Whoa. That is frightening. Limited terms only? Let me guess, the current administration gets to choose whatever judges they want to preside over the FISC rulings made during their tenure.
Corbett is a great read, just the right amount of humour about a deeply serious matter. I've been following his TSA blog for a while now and his tenacity is impressive.
For me, what he is now running into is deeply concerning beyond the whole NSA stuff; secret courts, hidden behind the executive branch is a precedent that should never be set.
I hope Corbett's work here gets picked up widely by the media.
Thank you very much! It's interesting what the media picks up and what it doesn't. It loved my video of me beating the TSA's nude body scanners, but most of the other stuff I've done -- especially my lawsuits -- seem to barely piqued their interest. Things, it appear, have to be sensational, rather than merely important, which is why Snowden managed to get the point across when others have warned of this spying for years.
The FISA court is not an article III court. Its a congressional check on the executive's exercise of discretion. It limits executive discretion that would otherwise be unbounded. So the fact that its secret isn't some big scary thing: it doesn't have the power to make decisions that require an article III court anyway. It makes decisions that would otherwise be made behind closed doors in the executive.
The danger of the FISA court is if it starts impinging on the domain of article III courts. Granting warrants that would otherwise require an article III warrant, etc. The fact that its real article III judges could lend an air of legitimacy to that process that it shouldn't have.
I question your assertion it is not an Article III [1] court. In fact, I think you are either wildly misinformed or being intentionally misleading.
The FISA court of 11 judges is appointed by the Chief Justice of the United States. [2] It absolutely is an Article III court. The ACLU has even acquired its rules [3].
The fact this is the top comment without citation is troubling. Please don't encourage these sort of claims without at least a cursory glance at the documents governing these institutions.
If FISC was an Article III court, wouldn't its judges have lifetime tenure? Wouldn't it's judges be appointed by the President and confirmed by the Senate?
I don't think membership consisting of judges who would otherwise preside over Article III courts necessarily makes FISC an Article III court, and judges appointed by the Chief Justice actually suggest the opposite.
There's an article at the Yale Law Review that criticizes FISC for not being a regular Article III court.
You would think they'd have lifetime appointments as other federal courts do, but it's important to note FISC (and its review process) isn't the final stop on some Orwellian and diabolical train.
It is very easy to get caught up in examining the mechanism itself as a way of stamping out the abuse of the mechanism. As much as I dislike what the court represents, I can't fully qualify its dissolution.

Stored data:

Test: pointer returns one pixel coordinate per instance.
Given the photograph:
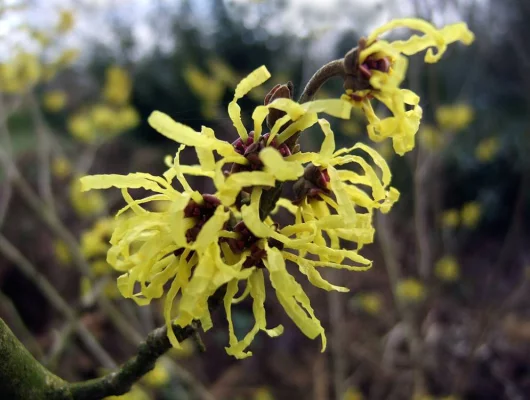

Written problem: For each statement below, decide whether it agrees with the discussion of the FISA court above, answering yes or no and quoting the words of the discussion that decide it. (a) A commenter states that the FISA court's 11 judges are appointed by the Chief Justice of the United States. (b) The commenter who made a video about the TSA's body scanners says the media took great interest in that commenter's lawsuits. (c) The article at the Yale Law Review mentioned in the discussion criticizes FISC for not being a regular Article III court.

Solved exercise:
(a) Yes: "The FISA court of 11 judges is appointed by the Chief Justice of the United States."
(b) No: "most of the other stuff I've done -- especially my lawsuits -- seem to barely piqued their interest."
(c) Yes: "There's an article at the Yale Law Review that criticizes FISC for not being a regular Article III court."